Goal :: Rewrite the stretch of the records below, from the line containing "boat on sand and report the pixel coordinates." through the end of the records, as a JSON list of strings with one string per line. Leave out any blank lines.

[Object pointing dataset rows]
__________
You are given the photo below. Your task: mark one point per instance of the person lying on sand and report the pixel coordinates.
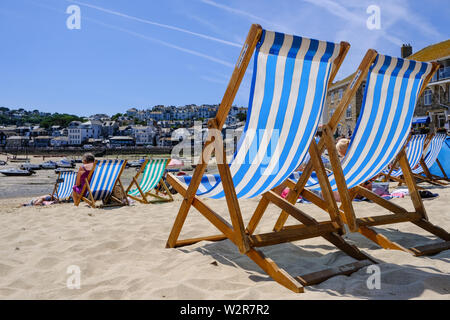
(83, 173)
(40, 201)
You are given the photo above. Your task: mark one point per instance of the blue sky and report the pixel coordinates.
(141, 53)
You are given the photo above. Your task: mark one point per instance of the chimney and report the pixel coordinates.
(406, 50)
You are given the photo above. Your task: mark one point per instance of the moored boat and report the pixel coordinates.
(30, 166)
(49, 165)
(16, 172)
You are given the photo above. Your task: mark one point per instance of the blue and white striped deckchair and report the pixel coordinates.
(414, 153)
(288, 92)
(152, 175)
(290, 79)
(64, 185)
(433, 150)
(393, 86)
(102, 180)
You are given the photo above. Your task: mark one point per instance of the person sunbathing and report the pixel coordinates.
(83, 173)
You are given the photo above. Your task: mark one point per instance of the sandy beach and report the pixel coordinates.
(121, 254)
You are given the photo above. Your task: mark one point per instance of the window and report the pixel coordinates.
(348, 113)
(427, 97)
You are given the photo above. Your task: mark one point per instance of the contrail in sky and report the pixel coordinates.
(166, 26)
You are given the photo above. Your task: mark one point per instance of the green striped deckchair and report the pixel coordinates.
(152, 174)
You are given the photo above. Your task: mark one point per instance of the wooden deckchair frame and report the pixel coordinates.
(363, 225)
(144, 195)
(116, 202)
(243, 237)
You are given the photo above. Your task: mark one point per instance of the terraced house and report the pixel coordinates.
(432, 109)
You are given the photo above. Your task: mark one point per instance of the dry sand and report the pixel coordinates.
(121, 255)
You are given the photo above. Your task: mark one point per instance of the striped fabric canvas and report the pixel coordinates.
(391, 93)
(151, 175)
(104, 177)
(288, 91)
(64, 189)
(434, 148)
(414, 153)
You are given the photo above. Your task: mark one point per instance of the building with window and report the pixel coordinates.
(434, 103)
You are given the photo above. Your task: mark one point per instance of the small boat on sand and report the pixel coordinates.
(64, 163)
(30, 166)
(17, 172)
(49, 165)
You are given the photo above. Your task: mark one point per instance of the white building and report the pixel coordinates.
(80, 132)
(144, 134)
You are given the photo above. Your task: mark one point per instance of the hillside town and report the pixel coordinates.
(153, 127)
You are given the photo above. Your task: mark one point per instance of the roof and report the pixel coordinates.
(431, 53)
__________
Solution to the problem ::
[
  "You are given the photo above. Your task: mark one point per instance of the small boat on sand and report the pixel coordinates.",
  "(64, 163)",
  "(30, 166)",
  "(17, 172)",
  "(49, 165)",
  "You are given the photo above. Your task: mark one point per instance of the white building and report the pixel coordinates.",
  "(80, 132)",
  "(144, 134)",
  "You are given the photo above. Your task: mark one point per instance of the hillside town and report the pixel coordinates.",
  "(153, 127)",
  "You are given the photo above. Your task: mark one point per instance of the roof and report the pixel coordinates.",
  "(431, 53)"
]